- Gestellte Aufgabe
Skaliere im folgenden Material den Abschnitt von der Zeile mit „Where can you find the patch“ bis zur Zeile mit „point(147, 195)“, beide eingeschlossen, und gib alle diese Zeilen vollständig wieder. Multipliziere dabei nur die Koordinaten der markierten Antworten mit 2,6 und runde auf ganze Zahlen, Hälften aufwärts; alle übrigen Zahlen bleiben unverändert.

[Gesammelte Dateneinträge]
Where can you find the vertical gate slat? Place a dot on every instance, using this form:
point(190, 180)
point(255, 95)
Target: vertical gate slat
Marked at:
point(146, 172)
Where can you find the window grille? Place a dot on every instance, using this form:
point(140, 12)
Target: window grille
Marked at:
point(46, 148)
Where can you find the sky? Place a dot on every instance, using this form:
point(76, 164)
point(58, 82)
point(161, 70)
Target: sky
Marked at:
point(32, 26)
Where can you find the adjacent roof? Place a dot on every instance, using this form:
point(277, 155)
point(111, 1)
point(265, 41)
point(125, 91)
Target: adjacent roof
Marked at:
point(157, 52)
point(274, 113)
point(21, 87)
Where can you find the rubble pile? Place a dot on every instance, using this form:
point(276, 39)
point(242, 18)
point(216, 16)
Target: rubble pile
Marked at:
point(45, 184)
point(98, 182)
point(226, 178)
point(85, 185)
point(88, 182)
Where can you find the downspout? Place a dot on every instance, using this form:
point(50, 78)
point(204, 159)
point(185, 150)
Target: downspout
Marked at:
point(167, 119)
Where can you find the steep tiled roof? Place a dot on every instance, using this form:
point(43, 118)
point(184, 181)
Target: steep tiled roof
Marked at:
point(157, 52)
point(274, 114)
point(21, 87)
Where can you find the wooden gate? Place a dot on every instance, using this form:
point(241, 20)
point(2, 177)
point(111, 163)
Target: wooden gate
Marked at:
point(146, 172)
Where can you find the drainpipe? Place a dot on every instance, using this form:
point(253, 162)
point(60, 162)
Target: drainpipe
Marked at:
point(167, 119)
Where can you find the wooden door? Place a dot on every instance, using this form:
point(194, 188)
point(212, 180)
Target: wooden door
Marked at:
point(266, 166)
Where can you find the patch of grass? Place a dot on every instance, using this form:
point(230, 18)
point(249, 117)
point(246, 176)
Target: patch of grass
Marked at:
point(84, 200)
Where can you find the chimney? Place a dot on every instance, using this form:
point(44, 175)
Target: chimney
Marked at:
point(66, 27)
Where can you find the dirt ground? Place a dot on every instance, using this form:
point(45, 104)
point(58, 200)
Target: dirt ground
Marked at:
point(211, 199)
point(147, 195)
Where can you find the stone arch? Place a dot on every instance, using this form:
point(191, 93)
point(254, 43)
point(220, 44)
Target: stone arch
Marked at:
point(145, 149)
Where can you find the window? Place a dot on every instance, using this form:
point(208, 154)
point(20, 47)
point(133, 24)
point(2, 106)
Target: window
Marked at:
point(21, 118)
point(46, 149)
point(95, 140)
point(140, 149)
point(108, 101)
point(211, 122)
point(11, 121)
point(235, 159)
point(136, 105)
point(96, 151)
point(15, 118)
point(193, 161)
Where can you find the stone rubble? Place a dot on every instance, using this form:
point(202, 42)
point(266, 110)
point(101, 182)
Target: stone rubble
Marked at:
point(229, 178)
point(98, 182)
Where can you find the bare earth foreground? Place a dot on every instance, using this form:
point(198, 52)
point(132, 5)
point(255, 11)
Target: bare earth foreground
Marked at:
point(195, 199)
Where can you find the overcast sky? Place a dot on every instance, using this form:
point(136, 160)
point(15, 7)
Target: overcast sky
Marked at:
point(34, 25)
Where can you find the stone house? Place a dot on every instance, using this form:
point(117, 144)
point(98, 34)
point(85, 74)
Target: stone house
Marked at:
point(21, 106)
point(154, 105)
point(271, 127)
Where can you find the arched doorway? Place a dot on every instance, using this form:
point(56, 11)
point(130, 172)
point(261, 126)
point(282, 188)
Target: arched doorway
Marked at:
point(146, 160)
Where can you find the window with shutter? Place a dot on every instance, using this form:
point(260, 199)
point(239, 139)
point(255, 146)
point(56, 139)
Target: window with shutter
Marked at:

- Lösung der Aufgabe
Where can you find the patch of grass? Place a dot on every instance, using this form:
point(230, 18)
point(249, 117)
point(246, 176)
Target: patch of grass
Marked at:
point(218, 520)
Where can you find the chimney? Place a dot on every instance, using this form:
point(44, 175)
Target: chimney
Marked at:
point(172, 70)
Where can you find the dirt ground? Place a dot on every instance, using this form:
point(45, 104)
point(58, 200)
Target: dirt ground
Marked at:
point(549, 517)
point(382, 507)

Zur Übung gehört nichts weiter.